■ **Problem requirements**
Put every line of the items below into a Markdown table with two columns, Row and Line. Give each line its row number, skip blank lines, and leave the pictures out.

━━━━━ Exercise data ━━━━━

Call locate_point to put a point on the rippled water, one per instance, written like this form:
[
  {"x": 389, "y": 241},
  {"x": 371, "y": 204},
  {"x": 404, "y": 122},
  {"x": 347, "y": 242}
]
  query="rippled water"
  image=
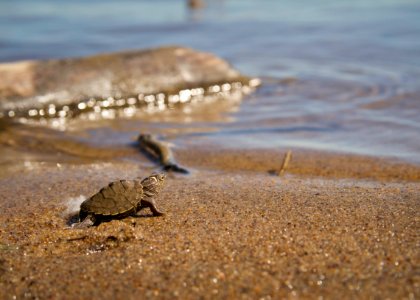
[{"x": 337, "y": 75}]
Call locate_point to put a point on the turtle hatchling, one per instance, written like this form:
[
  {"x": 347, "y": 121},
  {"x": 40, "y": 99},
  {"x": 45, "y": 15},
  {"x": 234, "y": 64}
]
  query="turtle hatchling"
[{"x": 121, "y": 199}]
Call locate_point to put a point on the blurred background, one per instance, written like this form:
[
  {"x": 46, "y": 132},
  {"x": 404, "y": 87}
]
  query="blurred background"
[{"x": 338, "y": 75}]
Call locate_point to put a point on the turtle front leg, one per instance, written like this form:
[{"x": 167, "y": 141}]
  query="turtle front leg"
[
  {"x": 87, "y": 222},
  {"x": 152, "y": 205}
]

━━━━━

■ **The answer**
| Row | Line |
|---|---|
| 1 | Call locate_point to put a point on the rippled water, one per instance, written like this form: |
| 2 | [ |
| 3 |   {"x": 389, "y": 241}, |
| 4 |   {"x": 371, "y": 204}, |
| 5 |   {"x": 404, "y": 122}, |
| 6 |   {"x": 347, "y": 242} |
| 7 | ] |
| 8 |   query="rippled water" |
| 9 |   image= |
| 10 | [{"x": 337, "y": 75}] |
| 11 | Call locate_point to put a point on the turtle hatchling, one per instance, written like this form: |
| 12 | [ |
| 13 |   {"x": 347, "y": 121}, |
| 14 |   {"x": 40, "y": 99}, |
| 15 |   {"x": 45, "y": 15}, |
| 16 |   {"x": 234, "y": 64} |
| 17 | ] |
| 18 |   query="turtle hatchling" |
| 19 | [{"x": 121, "y": 199}] |
| 20 | Call locate_point to put a point on the blurred background, one per instance, written like this form: |
| 21 | [ |
| 22 |   {"x": 46, "y": 132}, |
| 23 |   {"x": 404, "y": 87} |
| 24 | ] |
| 25 |   query="blurred background" |
| 26 | [{"x": 338, "y": 75}] |
| 27 | Call locate_point to put a point on the turtle front leg, one per instance, written like this form: |
| 28 | [{"x": 167, "y": 141}] |
| 29 |   query="turtle front leg" |
| 30 | [ |
| 31 |   {"x": 87, "y": 222}, |
| 32 |   {"x": 152, "y": 205} |
| 33 | ] |